▸ Your task
In the article below on OSHA's COVID-19 recordkeeping policy, on what date did OSHA issue its revised requirements?

▸ Text section
··········

OSHA Revises COVID-19 Recordkeeping Policy
OSHA has revised its recordkeeping requirements for employee COVID-19 cases, reversing guidance the agency published in April.
Under the revised requirements issued May 19, OSHA will enforce recordkeeping requirements for employee coronavirus illnesses for all employers.
In interim guidance released April 10, OSHA had said employers outside the healthcare industry were not required to report employee COVID-19 cases.
Now the agency says it “is exercising its enforcement discretion in order to provide certainty to employers and workers.”
“Until further notice, OSHA will enforce the recordkeeping requirements of 29 CFR 1904 for employee COVID-19 illnesses for all employers,” the agency said.
“Recording a COVID-19 illness does not, of itself, mean that the employer has violated any OSHA standard. And pursuant to existing regulations, employers with 10 or fewer employees and certain employers in low hazard industries have no recording obligations.
“They need only report work-related COVID-19 illnesses that result in a fatality or an employee’s in-patient hospitalization, amputation, or loss of an eye.”
Recordable Illness
As coronavirus is a recordable illness under OSHA’s recordkeeping requirements, employers are responsible for recording cases if:
- It is confirmed as a coronavirus illness
- It is work-related as defined by OSHA standards
- It involves one or more of OSHA‘s general recording criteria, such as medical treatment beyond first aid or six days away from work
OSHA said its new enforcement guidelines were issued as more businesses began reopening in areas of the country reporting lower virus transmission rates.

··········

▸ Dataset

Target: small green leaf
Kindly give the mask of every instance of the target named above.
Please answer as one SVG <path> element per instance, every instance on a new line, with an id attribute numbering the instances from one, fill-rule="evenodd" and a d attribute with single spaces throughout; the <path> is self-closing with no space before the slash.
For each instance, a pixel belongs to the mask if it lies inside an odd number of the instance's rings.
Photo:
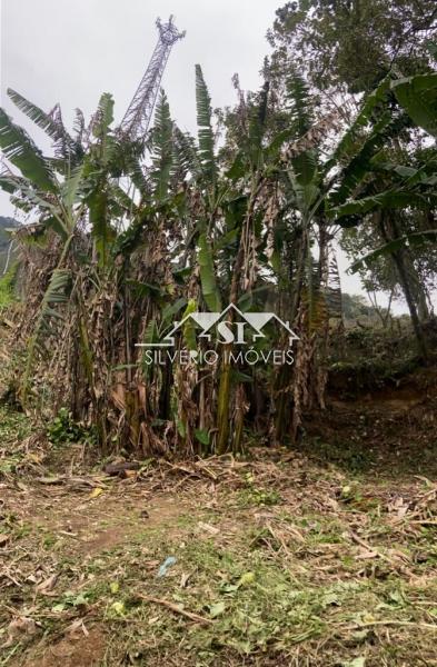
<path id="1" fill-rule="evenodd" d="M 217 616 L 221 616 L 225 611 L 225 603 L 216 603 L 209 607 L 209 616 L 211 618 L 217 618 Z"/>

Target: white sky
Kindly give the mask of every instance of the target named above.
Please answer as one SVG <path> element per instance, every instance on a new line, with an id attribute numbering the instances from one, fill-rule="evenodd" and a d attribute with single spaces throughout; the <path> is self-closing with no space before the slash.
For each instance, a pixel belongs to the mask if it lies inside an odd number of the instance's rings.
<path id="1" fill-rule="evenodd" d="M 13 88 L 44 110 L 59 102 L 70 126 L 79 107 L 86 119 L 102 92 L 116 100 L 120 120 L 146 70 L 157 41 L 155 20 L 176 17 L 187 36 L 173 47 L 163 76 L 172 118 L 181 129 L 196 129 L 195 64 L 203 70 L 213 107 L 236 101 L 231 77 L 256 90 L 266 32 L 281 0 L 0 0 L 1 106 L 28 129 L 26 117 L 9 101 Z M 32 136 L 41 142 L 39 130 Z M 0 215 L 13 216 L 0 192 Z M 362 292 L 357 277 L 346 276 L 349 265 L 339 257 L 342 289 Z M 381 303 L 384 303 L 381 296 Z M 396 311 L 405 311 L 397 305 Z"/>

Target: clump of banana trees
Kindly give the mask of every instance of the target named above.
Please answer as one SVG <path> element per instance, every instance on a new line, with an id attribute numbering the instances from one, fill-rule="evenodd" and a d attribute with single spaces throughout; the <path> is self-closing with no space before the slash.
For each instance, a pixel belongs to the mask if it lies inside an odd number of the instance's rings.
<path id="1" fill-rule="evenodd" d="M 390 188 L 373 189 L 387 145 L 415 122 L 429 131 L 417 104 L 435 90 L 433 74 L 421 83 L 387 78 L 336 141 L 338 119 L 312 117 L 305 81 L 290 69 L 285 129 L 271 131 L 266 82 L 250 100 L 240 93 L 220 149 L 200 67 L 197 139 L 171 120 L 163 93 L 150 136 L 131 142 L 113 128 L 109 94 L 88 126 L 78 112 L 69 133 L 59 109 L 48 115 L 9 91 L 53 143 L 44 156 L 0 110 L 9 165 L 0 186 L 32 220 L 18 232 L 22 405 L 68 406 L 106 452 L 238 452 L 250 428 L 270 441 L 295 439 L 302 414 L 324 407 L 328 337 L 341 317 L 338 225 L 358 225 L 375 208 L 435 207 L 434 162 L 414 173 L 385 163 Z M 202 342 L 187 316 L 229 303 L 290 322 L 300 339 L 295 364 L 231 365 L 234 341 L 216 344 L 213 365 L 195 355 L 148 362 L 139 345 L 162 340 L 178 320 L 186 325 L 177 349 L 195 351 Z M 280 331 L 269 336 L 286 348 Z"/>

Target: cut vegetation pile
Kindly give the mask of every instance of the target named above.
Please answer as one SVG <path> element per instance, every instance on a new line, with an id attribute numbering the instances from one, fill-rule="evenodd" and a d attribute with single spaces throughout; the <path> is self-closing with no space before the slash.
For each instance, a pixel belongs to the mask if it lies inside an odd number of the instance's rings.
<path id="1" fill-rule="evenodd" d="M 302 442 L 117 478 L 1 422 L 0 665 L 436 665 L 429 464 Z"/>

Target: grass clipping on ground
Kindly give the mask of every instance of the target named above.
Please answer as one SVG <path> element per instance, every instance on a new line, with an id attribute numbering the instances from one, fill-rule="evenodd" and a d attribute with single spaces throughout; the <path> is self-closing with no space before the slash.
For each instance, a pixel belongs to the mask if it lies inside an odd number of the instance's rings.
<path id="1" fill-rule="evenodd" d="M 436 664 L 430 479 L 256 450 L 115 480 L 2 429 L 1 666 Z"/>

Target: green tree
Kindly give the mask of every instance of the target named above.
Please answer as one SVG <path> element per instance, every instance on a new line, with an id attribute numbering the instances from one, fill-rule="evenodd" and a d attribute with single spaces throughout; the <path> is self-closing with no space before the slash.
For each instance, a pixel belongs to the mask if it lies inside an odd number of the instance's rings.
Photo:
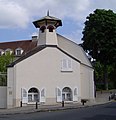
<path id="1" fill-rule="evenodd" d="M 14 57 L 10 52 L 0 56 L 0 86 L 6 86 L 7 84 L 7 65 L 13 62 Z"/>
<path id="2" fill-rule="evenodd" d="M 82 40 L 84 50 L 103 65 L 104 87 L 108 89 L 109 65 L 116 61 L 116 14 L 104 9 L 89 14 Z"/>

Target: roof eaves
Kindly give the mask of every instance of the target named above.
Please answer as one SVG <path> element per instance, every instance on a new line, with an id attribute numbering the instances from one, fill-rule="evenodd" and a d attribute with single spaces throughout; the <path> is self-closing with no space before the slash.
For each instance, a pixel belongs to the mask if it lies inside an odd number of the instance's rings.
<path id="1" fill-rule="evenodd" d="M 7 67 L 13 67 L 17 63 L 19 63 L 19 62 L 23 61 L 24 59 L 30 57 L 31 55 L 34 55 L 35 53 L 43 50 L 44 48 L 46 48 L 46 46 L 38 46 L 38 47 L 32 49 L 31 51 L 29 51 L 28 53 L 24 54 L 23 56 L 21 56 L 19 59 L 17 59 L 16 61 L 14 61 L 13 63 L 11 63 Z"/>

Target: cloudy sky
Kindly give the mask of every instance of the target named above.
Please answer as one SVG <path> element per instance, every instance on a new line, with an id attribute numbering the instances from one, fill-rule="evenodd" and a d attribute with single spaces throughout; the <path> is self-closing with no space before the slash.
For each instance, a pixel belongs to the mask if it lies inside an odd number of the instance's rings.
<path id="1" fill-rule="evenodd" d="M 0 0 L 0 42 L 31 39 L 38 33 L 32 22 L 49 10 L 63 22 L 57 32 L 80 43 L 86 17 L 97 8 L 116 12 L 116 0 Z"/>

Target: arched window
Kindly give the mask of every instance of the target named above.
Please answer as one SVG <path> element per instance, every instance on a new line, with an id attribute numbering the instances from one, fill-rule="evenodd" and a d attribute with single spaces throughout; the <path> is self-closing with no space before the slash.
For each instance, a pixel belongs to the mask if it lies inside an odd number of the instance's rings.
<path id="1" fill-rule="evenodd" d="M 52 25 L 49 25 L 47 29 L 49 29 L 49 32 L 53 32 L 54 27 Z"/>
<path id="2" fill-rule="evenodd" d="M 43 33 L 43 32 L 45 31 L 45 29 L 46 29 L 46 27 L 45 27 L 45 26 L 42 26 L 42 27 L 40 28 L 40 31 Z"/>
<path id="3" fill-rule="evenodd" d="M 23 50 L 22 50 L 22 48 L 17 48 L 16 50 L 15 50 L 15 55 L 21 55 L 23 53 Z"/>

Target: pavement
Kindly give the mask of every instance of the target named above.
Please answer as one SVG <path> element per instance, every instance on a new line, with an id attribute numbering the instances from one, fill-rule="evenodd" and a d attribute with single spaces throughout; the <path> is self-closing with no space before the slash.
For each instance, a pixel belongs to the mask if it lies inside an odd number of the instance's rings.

··········

▸ Solution for this task
May 19.